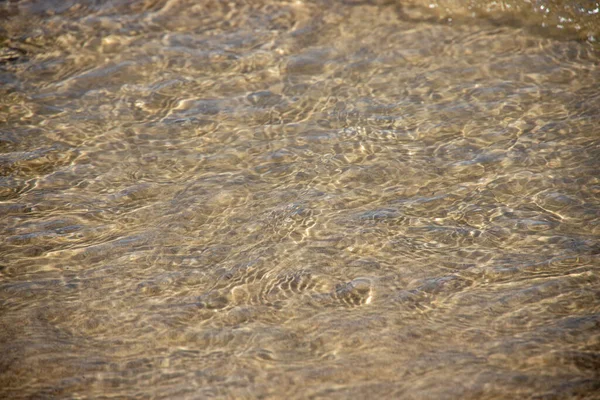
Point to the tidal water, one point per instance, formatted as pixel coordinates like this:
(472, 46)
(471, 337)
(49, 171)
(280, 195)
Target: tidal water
(299, 199)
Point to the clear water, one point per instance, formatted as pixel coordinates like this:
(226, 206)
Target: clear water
(303, 199)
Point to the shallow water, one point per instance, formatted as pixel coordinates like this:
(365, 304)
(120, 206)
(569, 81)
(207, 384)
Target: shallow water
(298, 199)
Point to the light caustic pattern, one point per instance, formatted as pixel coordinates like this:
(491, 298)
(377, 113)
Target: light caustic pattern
(304, 199)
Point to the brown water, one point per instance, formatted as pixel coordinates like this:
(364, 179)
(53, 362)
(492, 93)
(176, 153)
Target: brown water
(298, 200)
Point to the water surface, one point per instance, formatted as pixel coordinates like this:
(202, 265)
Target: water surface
(303, 199)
---------------
**EXERCISE DETAILS**
Reproduce every item above verbatim, leaving out the pictures.

**THE OUTPUT**
Point to the tidal water, one point per instance, formatted as pixel coordinates like this:
(472, 46)
(471, 337)
(49, 171)
(280, 195)
Target: tidal water
(299, 199)
Point to the clear water, one point per instance, formatted as pixel coordinates like this:
(226, 206)
Target: clear water
(303, 199)
Point to the shallow water, one point per instance, formatted as pixel coordinates like this:
(365, 304)
(120, 206)
(569, 81)
(207, 384)
Target: shallow water
(298, 199)
Point to the light caustic pattern, one point per instance, formatted as pixel coordinates like this:
(491, 298)
(377, 113)
Target: light caustic pattern
(304, 199)
Point to the brown water, one point per instance, formatted as pixel coordinates like this:
(364, 179)
(53, 362)
(492, 93)
(176, 153)
Target: brown water
(298, 200)
Point to the water surface, one point per instance, formatted as pixel coordinates like this:
(202, 265)
Target: water surface
(303, 199)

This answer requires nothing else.